START Exercise materials

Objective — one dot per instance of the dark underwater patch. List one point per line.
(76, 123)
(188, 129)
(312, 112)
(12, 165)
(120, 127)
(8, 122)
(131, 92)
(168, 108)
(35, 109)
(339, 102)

END Exercise materials

* _What the task asks_
Give every line of the entries above as a JSON list of strings, one string per line, with blank lines left out.

* _Solution for this exercise_
[
  "Objective — one dot per instance of the dark underwater patch. List one point per line.",
  "(76, 123)",
  "(188, 129)",
  "(312, 112)",
  "(12, 165)",
  "(120, 127)",
  "(8, 122)",
  "(131, 92)",
  "(168, 108)",
  "(35, 109)",
  "(339, 102)"
]